SUPPLIED MATERIAL
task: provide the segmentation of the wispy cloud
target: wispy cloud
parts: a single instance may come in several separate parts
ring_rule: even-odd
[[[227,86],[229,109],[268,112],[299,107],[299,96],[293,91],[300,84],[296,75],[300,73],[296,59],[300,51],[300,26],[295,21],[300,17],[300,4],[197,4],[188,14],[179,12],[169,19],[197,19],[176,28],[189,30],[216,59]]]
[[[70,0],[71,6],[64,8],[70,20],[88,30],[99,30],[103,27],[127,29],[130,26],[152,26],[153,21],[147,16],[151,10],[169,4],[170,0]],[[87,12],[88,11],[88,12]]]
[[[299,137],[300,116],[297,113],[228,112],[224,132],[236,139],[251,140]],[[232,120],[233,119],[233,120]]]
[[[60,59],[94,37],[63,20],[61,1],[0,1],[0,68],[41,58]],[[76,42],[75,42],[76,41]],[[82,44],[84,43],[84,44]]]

EXERCISE BRIEF
What you return must be the entries, given again word for word.

EXERCISE RESPONSE
task: provide the segmentation of the wispy cloud
target: wispy cloud
parts: a single instance may come in several separate parts
ring_rule: even-odd
[[[227,86],[229,109],[268,112],[299,107],[299,96],[293,91],[300,84],[296,75],[300,73],[296,59],[300,51],[300,26],[295,21],[300,17],[300,4],[197,4],[188,14],[179,12],[169,19],[197,19],[176,28],[189,30],[216,59]]]
[[[70,0],[71,6],[64,8],[70,20],[88,30],[99,30],[103,27],[127,29],[130,26],[152,26],[153,21],[147,16],[151,10],[169,4],[170,0]],[[87,12],[88,11],[88,12]]]
[[[299,137],[300,116],[297,113],[228,112],[224,132],[236,139],[251,140]],[[232,120],[233,119],[233,120]]]
[[[60,59],[94,37],[63,20],[61,1],[0,1],[0,68],[41,58]],[[76,42],[75,42],[76,41]],[[82,44],[84,43],[84,44]]]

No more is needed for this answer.